* _TEXT EXCERPT_
**********

Nongovernmental organizations (NGOs) in Turkey have banded together to encourage the government to ratify the Paris Climate Agreement, which they believe would be a wise move before the Climate Summit, which will be hosted by the United States on April 22-23 and to which President Joe Biden has invited 40 leaders from around the globe, including President Recep Tayyip Erdoğan.
At the summit, all participating countries are expected to lay out their climate plans and goals while the U.S. is expected to reveal an ambitious low emission goal. The summit will be Erdoğan's first official in-person meeting with Biden. Among the 40 invited, Turkey is the only nation that is not already a party to the Paris Climate Agreement, having already signed it.
The NGOs believe Turkey needs to be part of the agreement in order to have a greater say in climate negotiations and policies. The group of NGOs, which included Climate Action Network (CAN) Europe, the Turkish Foundation for Combating Soil Erosion (TEMA) and Word Wildlife Fund (WWF) Turkey, even prepared a brochure titled “Paris Agreement in 10 Questions” to address public misconceptions about the accords.
Director of Nature Conservation at WWF' Turkey branch Sedat Kalem said that Turkey, as one of the 20 biggest economies in the world, needed to be a part of the switch to low carbon emissions.
“In this sense, by ratifying the Paris Agreement, Turkey needs to put forward a strong low emission goal and decisiveness in the fight against the climate crisis,” Kalem said.
Bengisu Özenç, the director of the Sustainable Economics and Finance Association (SEFIA),which is a research-oriented environmental NGO based in Ankara, said that it was important for Turkey to be among the leaders that determine global climate policies.

**********

[Dataset rows]

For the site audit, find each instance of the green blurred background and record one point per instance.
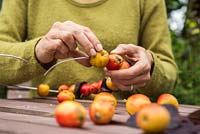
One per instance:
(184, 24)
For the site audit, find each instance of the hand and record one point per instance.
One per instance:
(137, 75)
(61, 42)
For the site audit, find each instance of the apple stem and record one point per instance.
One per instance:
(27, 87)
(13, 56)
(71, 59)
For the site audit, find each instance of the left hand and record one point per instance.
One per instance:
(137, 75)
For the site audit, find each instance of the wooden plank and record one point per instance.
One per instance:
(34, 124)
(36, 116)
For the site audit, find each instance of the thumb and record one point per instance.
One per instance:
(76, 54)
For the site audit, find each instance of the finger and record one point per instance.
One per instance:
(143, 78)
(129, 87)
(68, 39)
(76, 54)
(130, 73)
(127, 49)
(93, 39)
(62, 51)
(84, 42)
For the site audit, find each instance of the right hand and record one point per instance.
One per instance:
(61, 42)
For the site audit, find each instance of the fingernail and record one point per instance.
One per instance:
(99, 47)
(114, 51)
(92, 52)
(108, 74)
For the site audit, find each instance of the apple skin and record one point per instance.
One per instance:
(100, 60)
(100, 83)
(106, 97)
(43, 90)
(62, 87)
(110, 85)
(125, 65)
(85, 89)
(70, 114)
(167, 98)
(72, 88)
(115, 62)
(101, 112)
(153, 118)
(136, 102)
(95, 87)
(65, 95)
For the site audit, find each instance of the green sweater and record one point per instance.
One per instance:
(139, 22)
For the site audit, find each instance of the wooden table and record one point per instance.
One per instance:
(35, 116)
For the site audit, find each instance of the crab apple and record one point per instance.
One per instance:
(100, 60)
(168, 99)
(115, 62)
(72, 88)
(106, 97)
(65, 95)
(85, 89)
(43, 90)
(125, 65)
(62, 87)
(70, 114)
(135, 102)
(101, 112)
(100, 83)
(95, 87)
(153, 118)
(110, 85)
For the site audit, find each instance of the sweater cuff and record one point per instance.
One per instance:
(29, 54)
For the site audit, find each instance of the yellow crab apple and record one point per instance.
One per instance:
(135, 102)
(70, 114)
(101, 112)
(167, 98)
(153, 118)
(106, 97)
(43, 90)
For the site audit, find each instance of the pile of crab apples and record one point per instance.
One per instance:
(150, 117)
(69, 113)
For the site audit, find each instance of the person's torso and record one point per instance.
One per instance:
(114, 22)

**********

* _PROBLEMS AND TASKS_
[1] In the article on Turkish NGOs and the Paris Agreement, on what dates will the United States host the Climate Summit?
[2] Please rewrite the stretch of the article on Turkish NGOs and the Paris Agreement from "The NGOs believe" through "about the accords.", changing "brochure" to "booklet".
[3] Carry on the article on Turkish NGOs and the Paris Agreement from the point where it stops.

* _TASK RESPONSES_
[1] April 22-23.

[2]
The NGOs believe Turkey needs to be part of the agreement in order to have a greater say in climate negotiations and policies. The group of NGOs, which included Climate Action Network (CAN) Europe, the Turkish Foundation for Combating Soil Erosion (TEMA) and Word Wildlife Fund (WWF) Turkey, even prepared a booklet titled “Paris Agreement in 10 Questions” to address public misconceptions about the accords.

[3]
“Today while green development strategies are being redefined, they take climate policies into consideration,” she said and added, “The summit should be considered an opportunity before the November U.N. Climate Change Conference (COP26).”
Ceren Pınar Gayretli from TEMA said that they would not be able to determine future frameworks for trade and economy if they were not part of the agreement.
Burcu Ünal, project leader of the Greenpeace Mediterranean Climate and Energy Project, on the other hand, pointed out that the global COVID-19 pandemic had made people realize that we are all in the same boat.
“There is no country that can survive the climate crisis alone. The whole world needs to act together and for this unity, the Paris Agreement is our biggest leverage,” she said.
The 47 NGOs have started a petition, which has garnered over 15,000 votes so far, that will be passed onto the Turkish National Assembly, or Parliament, and is designed to encourage the country to join the Paris Agreement. The goal of the agreement is to keep the global temperature increase to below 2 degrees Celsius (3.6 degrees Fahrenheit) and currently there are more than 190 signatory countries.